## TASK DESCRIPTION
Write out the following records exactly, each one in full.

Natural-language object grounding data
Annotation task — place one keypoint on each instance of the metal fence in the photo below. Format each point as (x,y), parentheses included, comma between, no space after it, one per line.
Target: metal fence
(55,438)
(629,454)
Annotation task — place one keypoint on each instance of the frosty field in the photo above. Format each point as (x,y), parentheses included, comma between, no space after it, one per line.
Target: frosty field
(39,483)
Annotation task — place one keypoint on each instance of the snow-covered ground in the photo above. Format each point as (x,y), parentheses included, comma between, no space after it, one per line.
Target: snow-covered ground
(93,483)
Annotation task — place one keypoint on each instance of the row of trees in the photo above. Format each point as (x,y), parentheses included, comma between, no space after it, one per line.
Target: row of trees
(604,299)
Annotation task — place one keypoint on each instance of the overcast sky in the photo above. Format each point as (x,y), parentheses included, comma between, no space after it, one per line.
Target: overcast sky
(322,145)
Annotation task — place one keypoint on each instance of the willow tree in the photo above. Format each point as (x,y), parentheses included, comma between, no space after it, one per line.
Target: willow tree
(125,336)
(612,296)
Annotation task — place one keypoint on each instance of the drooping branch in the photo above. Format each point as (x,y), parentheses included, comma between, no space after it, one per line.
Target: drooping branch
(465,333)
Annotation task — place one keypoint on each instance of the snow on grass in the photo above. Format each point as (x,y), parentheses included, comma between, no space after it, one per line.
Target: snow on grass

## YOUR RESPONSE
Annotation task — place one keypoint on each instance of the metal fence in the photo below. Format each point as (x,y), parentheses included, comma between, no space after it, one per line.
Target: metal fence
(55,438)
(629,454)
Annotation task — place one keypoint on each instance of the frosty field in the photo above. Format each point as (x,y), parentheses included, comma between, no space after it, one per line.
Target: frosty field
(39,483)
Annotation task — place one keypoint on each instance of the snow-covered ground in the photo above. Format each point as (x,y), parentheses included, comma between, no space after it, one per line.
Target: snow-covered ground
(93,483)
Annotation task — place one keypoint on each instance of the row of trees in the photo above. Format each point as (x,y), parentheses included, comma between, no space after it, one per line.
Target: row of trees
(604,299)
Annotation task — place one keypoint on each instance of the overcast sky in the photo above. Format each point as (x,y), parentheses included, comma between, no space after it, one per line.
Target: overcast sky
(322,145)
Annotation task — place one keypoint on each instance of the willow tree in the photo above. Format each point as (x,y), parentheses included, comma between, no space after it, one per line.
Target: willow tree
(125,336)
(612,296)
Annotation task — place one keypoint on each instance of the drooping branch in the photo above. Format each point as (x,y), parentheses included, comma between, no space after it, one per line.
Target: drooping branch
(465,333)
Annotation task — place one keypoint on each instance of the snow on grass in the photo above. Format each point as (x,y), parentheses included, comma between, no space after it, one per line.
Target: snow on grass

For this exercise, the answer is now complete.